Humidity response depends on the small soluble protein Obp59a in Drosophila

Essential revisions:

1) Are moist and dry sensing neurons still present in the Obp59a mutants? IR93a/25a/40a/68a Gal4 expression is only shown for the WT animals. Either survival or non-survival is interesting, but knowing the answer would be valuable.

To address this question we have now carried out labeling experiments with three independent reagents: an anti-IR93a antibody, an anti-IR25a antibody, and an IR68a-GAL4 driver. All three reagents labeled neurons in the second chamber of the sacculus of Obp59a¹, in a pattern comparable to that observed in controls. These results have been added to the manuscript in a new figure, Figure 2—figure supplement 2.

2) As the authors point out, "It is conceivable that Obp59a mutants contain a subtle defect in the structure or composition of the sensillum." In Figure 3D

the antennal segment from mutant animals looks much different from WT. Is this accurate? Is the sacculus still open to the environment? Do other responses that require the sacculus (see Ai et al., 2010) still occur? Examining some other sacculus-dependent behavior e.g. the response to propionic/acetic acids (which has been mapped to chamber 3 of the sacculus) in the mutant would address this important point, though a higher resolution look at the sacculus would also help.

EXERCISE TASKS.
- A) Rewrite the paragraph of the Obp59a text that begins "To address this question" as a short bulleted list that keeps its main facts.
- B) Go on with the Obp59a text, starting after its final sentence.

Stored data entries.
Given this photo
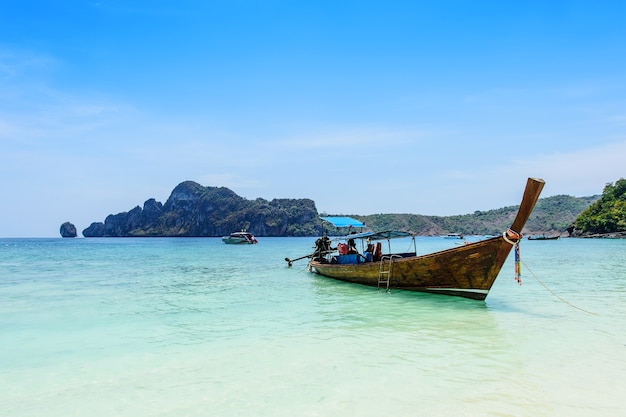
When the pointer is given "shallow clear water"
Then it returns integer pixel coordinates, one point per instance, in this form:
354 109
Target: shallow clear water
193 327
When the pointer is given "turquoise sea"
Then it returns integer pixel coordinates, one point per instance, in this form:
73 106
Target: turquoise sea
192 327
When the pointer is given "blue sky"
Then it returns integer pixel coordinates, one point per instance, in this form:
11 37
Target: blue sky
425 107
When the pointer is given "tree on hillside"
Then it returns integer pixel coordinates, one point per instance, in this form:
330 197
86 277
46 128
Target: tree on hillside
608 214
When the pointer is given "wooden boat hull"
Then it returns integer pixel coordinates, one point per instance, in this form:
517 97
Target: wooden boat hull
468 271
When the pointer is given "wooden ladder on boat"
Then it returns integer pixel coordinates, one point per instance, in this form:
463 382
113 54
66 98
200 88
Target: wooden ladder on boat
385 270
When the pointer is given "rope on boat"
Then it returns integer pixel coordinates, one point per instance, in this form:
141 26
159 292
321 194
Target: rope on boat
513 237
556 295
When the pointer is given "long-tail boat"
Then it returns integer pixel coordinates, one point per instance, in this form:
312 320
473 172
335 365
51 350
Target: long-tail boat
468 270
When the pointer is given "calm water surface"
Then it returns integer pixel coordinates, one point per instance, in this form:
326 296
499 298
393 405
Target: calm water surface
193 327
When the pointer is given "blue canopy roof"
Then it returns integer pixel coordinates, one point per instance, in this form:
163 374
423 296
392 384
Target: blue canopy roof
384 235
343 221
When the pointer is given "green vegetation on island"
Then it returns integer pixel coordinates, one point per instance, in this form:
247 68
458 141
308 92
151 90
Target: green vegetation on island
195 210
605 216
552 215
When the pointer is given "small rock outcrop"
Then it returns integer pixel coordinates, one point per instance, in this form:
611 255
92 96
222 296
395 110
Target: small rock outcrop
68 230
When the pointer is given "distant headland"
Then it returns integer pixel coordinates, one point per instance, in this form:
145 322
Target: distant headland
193 210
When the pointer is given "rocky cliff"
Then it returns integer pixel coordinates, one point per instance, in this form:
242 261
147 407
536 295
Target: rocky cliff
195 210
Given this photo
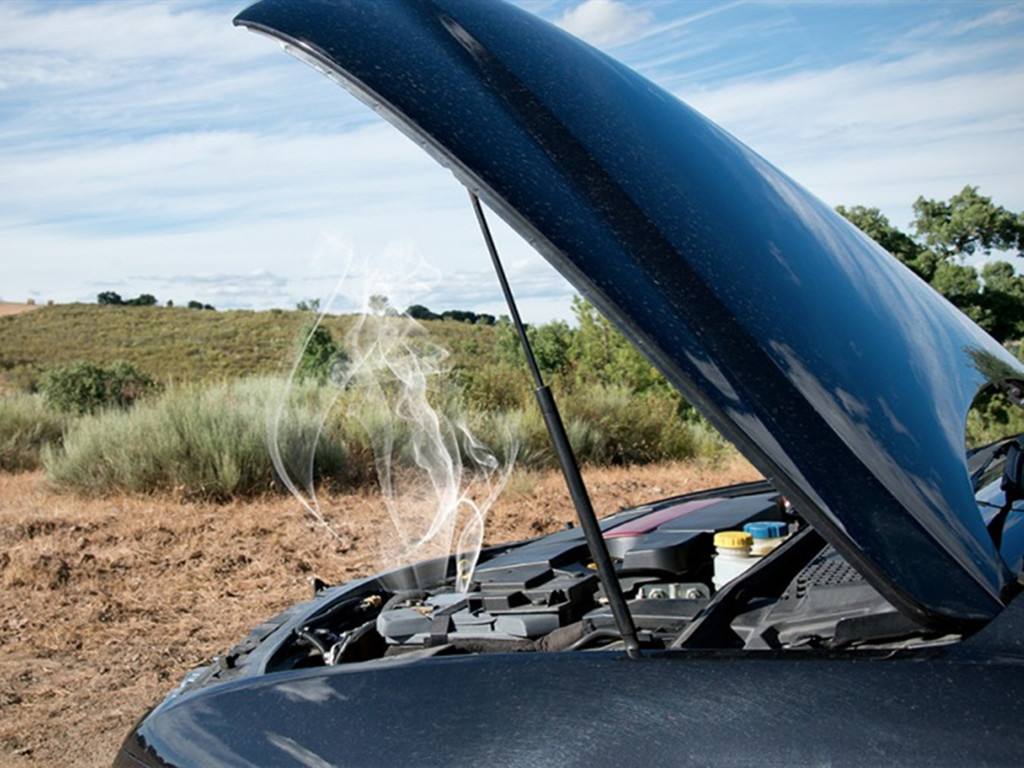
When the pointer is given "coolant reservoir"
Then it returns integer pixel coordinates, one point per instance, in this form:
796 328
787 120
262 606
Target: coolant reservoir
732 556
767 536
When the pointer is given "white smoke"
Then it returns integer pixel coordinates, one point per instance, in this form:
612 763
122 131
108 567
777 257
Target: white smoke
437 480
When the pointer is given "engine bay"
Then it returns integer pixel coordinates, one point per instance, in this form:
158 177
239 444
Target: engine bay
544 595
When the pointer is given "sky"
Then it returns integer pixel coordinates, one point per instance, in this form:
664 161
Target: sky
154 147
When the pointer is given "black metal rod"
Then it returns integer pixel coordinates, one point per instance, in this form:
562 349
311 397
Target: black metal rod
567 461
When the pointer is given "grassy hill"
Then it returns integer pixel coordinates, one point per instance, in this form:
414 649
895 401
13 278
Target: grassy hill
175 343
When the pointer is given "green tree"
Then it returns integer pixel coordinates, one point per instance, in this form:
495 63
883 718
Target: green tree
321 355
945 231
86 387
877 226
967 223
602 352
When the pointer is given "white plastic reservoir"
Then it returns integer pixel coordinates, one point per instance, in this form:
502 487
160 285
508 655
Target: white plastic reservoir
732 556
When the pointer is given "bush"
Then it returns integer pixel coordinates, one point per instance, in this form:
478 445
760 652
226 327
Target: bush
26 425
86 387
208 443
321 356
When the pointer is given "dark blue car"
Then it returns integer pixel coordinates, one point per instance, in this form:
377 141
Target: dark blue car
857 607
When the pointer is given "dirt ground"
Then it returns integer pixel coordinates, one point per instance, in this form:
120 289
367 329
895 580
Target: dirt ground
105 604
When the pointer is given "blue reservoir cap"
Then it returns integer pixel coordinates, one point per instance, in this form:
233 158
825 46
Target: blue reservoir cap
766 528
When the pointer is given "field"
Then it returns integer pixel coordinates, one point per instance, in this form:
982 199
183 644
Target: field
105 604
12 307
172 344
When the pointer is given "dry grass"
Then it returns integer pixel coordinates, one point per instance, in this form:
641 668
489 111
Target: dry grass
105 604
14 307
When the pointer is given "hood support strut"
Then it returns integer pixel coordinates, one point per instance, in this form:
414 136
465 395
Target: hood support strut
566 459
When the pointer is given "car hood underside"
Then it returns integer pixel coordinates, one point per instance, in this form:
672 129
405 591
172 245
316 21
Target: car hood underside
839 374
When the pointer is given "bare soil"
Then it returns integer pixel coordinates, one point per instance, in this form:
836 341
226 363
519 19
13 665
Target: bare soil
105 604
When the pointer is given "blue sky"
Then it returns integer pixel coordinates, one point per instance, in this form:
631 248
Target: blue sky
153 147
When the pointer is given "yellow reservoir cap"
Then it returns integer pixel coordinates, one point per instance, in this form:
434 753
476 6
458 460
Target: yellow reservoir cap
733 540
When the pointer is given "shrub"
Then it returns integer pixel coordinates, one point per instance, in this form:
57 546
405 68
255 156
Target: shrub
320 355
86 387
209 443
26 425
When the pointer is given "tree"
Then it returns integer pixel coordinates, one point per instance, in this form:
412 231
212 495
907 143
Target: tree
877 226
380 304
967 223
321 355
86 387
420 312
945 231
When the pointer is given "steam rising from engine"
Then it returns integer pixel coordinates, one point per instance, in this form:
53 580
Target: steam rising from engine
437 480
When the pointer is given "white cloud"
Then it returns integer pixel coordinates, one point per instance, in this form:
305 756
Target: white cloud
604 23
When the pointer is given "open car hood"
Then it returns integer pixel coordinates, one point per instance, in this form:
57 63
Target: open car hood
836 371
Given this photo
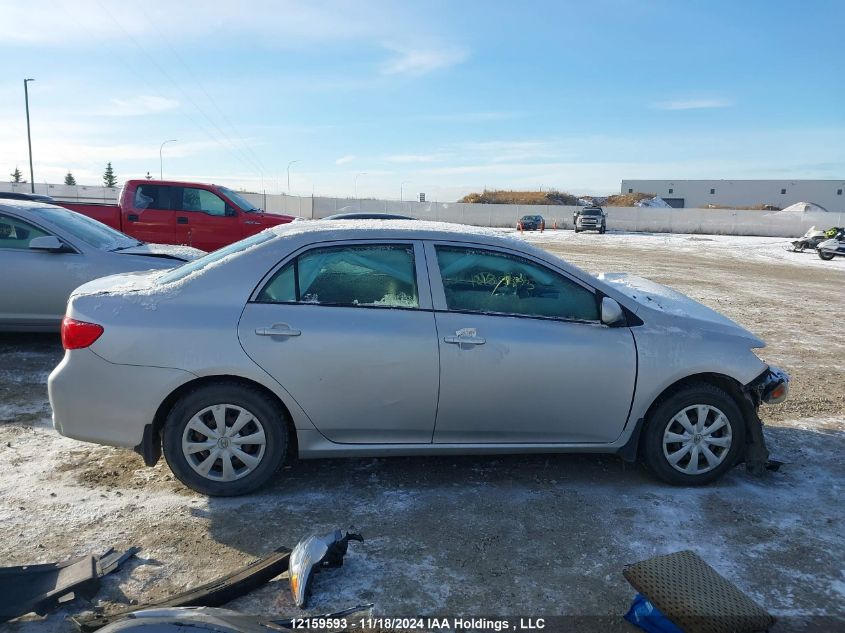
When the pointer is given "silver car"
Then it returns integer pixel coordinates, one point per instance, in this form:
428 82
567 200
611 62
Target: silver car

PER-TASK OUTPUTS.
- A)
- Labeling experiments used three independent reagents: an anti-IR93a antibody, an anti-IR25a antibody, and an IR68a-GAL4 driver.
- All three labeled neurons in the second chamber of the sacculus of Obp59a¹, in a pattern comparable to controls.
- The results were added in a new figure, Figure 2—figure supplement 2.

- B)
We have now added to the manuscript new data that address, in both of the ways suggested by the reviewers, the possibility of a defect in the structure of the sacculus:

A) We used confocal microcopy to visualize at higher resolution the sacculus of both Obp59a and control, and found no gross defects in the morphology of the mutant. In particular, the mutant sacculus is still open to the environment. We have added a figure that illustrates these points (Figure 3—figure supplement 1). We have also added an acknowledgment that we cannot exclude the possibility of subtle morphological defects in sensilla.

B) As suggested, we tested the behavioral response of Obp59a mutant flies to both propionic and acetic acid and found no defects. We have added these data to Figure 5H.

3) What change is occurring in these mutants that is endowing them with greater dehydration tolerance? To assess whether these changes directly reflect the loss of hygrosensing, it would be useful to test the desiccation tolerance of Ir93a mutants, which lack both moist and dry sensing. For Obp59a, are the mutant animals the same size as the WT? Other possibilities include that their surface area/volume ratios are different which could easily influence hygrosensory behaviors and/or desiccation resistance. Alternatively, the mutants might just spend less time searching for water (because they don't know they're dry), so they don't exhaust themselves in (hopeless) searching. If authors already have locomotor data already they should report it.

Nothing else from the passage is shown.